__Extrait à lire__
# # # # # # #

Ils sont insultés et conduits à la sortie du couvent, où plusieurs fourgonnettes entourées de policiers armés de mitraillettes les attendent. La zone est bouclée mais, le couvent se trouvant à l'écart, l'intervention passe inaperçue à Alaquàs. N'ayant pas été fouillés, dans le fourgon qui les conduit à la préfecture supérieure de Police, située sur la Gran Vía Fernando el Católico, les détenus entreprennent péniblement de faire disparaître en les ingérant les documents encore dans leur détention et contenant des informations compromettantes, notamment le répertoire téléphonique de Martínez Llaneza et celui, volumineux , de Josep Guia, incluant les noms et coordonnées de nombreuses figures de l'antifranquisme valencien[26],[16],[3],[24],[33],[14]. Guia rapporte qu'il distribuait à ses camarades les feuilles de son agenda « comme s'il s'agissait d'hosties pour communier[21],[24]. » Soler se souvient qu'il finit sa « dernière bouchée » en passant les portes de la préfecture de Police[26].

# # # # # # #

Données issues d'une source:
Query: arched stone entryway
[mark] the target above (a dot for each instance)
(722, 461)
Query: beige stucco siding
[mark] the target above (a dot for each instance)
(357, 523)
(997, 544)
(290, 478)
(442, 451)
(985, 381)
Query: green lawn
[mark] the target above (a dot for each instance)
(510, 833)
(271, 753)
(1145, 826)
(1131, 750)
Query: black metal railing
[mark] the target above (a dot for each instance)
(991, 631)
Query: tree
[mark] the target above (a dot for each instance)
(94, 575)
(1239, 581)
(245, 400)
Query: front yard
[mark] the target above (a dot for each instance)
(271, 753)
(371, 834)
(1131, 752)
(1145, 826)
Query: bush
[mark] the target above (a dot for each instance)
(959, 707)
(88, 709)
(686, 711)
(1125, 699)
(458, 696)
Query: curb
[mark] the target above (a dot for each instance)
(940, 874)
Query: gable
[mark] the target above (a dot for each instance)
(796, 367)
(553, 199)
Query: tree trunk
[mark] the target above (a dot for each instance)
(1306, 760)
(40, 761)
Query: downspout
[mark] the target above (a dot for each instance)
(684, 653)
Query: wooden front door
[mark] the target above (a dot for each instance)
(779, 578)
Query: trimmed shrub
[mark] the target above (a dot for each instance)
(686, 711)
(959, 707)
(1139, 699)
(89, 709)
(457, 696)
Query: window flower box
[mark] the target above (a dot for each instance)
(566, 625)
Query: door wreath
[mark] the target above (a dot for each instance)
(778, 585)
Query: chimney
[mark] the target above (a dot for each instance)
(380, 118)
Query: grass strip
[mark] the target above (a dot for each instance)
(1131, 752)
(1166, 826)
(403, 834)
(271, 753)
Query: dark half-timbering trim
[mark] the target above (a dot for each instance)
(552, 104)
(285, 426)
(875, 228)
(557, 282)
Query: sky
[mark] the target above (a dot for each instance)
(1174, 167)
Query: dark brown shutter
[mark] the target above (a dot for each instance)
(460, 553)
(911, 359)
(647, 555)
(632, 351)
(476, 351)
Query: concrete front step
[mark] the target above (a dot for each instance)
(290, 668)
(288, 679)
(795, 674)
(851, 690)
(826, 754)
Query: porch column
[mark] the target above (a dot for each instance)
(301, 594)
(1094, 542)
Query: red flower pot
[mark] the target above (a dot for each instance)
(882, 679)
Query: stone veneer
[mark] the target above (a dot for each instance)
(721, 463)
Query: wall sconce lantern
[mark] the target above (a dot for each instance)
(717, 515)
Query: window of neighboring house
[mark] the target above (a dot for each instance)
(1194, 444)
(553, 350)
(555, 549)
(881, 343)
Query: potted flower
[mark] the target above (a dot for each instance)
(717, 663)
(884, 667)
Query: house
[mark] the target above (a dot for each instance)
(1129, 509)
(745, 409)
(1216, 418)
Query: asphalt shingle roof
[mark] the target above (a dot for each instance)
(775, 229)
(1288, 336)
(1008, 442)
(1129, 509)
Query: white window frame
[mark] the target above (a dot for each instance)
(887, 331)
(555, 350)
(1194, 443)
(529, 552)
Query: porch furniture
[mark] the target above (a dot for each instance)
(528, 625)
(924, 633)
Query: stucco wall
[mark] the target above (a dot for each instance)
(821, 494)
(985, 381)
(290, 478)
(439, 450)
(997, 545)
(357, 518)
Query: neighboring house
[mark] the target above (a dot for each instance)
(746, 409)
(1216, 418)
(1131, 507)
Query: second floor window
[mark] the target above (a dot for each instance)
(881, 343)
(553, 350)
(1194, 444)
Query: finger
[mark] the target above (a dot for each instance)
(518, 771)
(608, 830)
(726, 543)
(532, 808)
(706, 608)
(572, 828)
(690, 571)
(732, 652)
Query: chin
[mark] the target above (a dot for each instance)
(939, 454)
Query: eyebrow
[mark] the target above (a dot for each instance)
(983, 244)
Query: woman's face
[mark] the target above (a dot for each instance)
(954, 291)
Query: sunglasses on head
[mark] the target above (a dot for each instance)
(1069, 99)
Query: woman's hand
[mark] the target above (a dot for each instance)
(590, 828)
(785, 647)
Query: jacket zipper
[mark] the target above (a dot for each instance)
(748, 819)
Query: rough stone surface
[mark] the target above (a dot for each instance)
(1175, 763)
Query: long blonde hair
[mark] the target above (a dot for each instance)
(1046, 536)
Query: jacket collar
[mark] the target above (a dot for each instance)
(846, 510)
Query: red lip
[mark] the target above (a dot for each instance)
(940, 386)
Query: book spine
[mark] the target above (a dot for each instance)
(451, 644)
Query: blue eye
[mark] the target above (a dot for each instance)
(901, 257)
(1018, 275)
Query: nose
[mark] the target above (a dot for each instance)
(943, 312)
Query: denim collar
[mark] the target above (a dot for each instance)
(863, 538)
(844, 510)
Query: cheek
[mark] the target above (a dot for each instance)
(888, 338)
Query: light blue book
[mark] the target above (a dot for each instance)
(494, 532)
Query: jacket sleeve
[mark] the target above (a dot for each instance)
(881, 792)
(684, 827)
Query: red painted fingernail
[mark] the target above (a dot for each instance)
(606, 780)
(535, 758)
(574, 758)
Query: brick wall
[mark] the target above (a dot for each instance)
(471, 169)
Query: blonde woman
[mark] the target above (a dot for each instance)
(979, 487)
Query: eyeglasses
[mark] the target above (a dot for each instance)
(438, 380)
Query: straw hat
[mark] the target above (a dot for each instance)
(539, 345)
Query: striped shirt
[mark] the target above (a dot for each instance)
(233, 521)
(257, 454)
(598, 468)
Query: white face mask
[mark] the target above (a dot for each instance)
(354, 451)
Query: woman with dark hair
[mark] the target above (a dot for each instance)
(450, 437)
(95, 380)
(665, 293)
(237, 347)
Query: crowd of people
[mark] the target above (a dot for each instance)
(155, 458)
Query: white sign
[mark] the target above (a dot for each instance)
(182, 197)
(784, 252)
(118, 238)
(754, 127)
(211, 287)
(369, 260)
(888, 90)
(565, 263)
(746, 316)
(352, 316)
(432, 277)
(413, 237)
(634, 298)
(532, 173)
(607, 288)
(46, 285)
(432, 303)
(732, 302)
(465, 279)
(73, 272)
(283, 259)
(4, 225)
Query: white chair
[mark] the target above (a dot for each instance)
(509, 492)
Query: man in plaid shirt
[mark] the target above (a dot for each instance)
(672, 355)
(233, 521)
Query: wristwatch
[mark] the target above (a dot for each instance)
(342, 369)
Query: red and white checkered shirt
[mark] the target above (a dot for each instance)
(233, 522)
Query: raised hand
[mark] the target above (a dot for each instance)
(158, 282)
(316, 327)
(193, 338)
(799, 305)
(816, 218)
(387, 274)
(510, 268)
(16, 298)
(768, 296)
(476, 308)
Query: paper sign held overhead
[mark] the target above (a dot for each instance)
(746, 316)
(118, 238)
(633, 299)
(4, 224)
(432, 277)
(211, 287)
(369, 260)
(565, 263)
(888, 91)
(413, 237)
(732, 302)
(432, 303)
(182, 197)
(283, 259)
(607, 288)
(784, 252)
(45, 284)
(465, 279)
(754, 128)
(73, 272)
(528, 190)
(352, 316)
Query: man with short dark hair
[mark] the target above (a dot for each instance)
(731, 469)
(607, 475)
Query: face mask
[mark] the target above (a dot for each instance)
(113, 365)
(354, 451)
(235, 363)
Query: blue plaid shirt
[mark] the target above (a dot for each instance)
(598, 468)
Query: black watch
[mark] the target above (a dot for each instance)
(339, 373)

# # # # # # #

__Travail à faire__
[a] Réécrivez sous forme de liste le paragraphe de l'extrait qui commence par « Ils sont insultés », en conservant ses faits principaux.
[b] D'après l'extrait, dans quelle rue se trouve la préfecture supérieure de Police où les détenus sont conduits ?

__Réponses par tâche__
[a]
- Insultés, les détenus sont conduits à la sortie du couvent, où les attendent plusieurs fourgonnettes entourées de policiers armés de mitraillettes.
- La zone est bouclée, mais l'intervention passe inaperçue à Alaquàs, car le couvent se trouve à l'écart.
- N'ayant pas été fouillés, les détenus avalent, dans le fourgon qui les mène à la préfecture supérieure de Police, sur la Gran Vía Fernando el Católico, les documents compromettants encore en leur possession.
- Parmi ces documents figurent le répertoire téléphonique de Martínez Llaneza et celui, volumineux, de Josep Guia, qui contient les noms et coordonnées de nombreuses figures de l'antifranquisme valencien.
- Guia distribuait les feuilles de son agenda à ses camarades « comme s'il s'agissait d'hosties pour communier ».
- Soler finit sa « dernière bouchée » en passant les portes de la préfecture de Police.

[b] Sur la Gran Vía Fernando el Católico.